-- DIRECTION --
Reproduce, word for word, the lines of the listing below from the line containing "the car door" through the end of the listing, inclusive.

(Listing of labeled points)
* begin *
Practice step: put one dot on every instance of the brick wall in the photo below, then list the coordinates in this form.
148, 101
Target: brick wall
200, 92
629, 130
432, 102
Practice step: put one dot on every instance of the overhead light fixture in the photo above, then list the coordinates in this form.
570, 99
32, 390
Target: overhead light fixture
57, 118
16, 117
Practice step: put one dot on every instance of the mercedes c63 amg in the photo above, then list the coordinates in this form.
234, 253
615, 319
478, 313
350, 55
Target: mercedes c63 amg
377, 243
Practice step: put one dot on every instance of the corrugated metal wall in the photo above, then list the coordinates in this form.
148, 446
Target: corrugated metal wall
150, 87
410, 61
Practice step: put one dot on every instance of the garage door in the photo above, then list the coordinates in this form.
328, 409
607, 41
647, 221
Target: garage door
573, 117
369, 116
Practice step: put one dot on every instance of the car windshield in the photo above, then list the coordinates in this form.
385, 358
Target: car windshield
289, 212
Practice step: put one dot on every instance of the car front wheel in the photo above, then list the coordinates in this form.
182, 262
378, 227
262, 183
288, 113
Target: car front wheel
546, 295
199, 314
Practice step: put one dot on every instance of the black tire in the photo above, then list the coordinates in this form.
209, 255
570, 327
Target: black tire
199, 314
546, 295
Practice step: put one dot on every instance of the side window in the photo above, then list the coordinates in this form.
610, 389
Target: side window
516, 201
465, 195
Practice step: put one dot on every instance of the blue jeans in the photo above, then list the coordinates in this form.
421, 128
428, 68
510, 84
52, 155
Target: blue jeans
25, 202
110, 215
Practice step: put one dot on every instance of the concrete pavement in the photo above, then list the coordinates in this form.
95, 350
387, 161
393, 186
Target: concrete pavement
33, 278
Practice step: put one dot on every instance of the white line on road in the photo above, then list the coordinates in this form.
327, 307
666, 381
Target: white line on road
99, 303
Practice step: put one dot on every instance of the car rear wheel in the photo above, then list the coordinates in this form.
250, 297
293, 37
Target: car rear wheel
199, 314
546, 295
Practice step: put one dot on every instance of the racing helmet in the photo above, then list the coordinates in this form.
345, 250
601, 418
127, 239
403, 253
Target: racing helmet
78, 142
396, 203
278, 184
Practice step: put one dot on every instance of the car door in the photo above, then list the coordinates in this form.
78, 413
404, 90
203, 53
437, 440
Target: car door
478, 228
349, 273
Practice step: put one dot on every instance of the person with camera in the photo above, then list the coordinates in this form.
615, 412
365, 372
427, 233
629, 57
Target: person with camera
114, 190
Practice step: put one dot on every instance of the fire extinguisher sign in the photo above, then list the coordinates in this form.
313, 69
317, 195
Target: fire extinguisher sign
* end *
-- EXERCISE SOLUTION --
Practice step: put one dot on every instance of the car door in the photo above, then list the coordinates in this form.
78, 413
404, 90
203, 53
437, 440
Target: car door
478, 228
349, 273
Practice step: put one dot on every instance of the person with camera in the photo above, then list the coordinates in this form.
615, 412
365, 372
427, 233
629, 57
Target: person with camera
114, 190
Practice step: put one dot on every instance of the fire extinguisher sign in the photo above, then list the coordinates in this form.
313, 69
317, 195
Target: fire extinguisher sign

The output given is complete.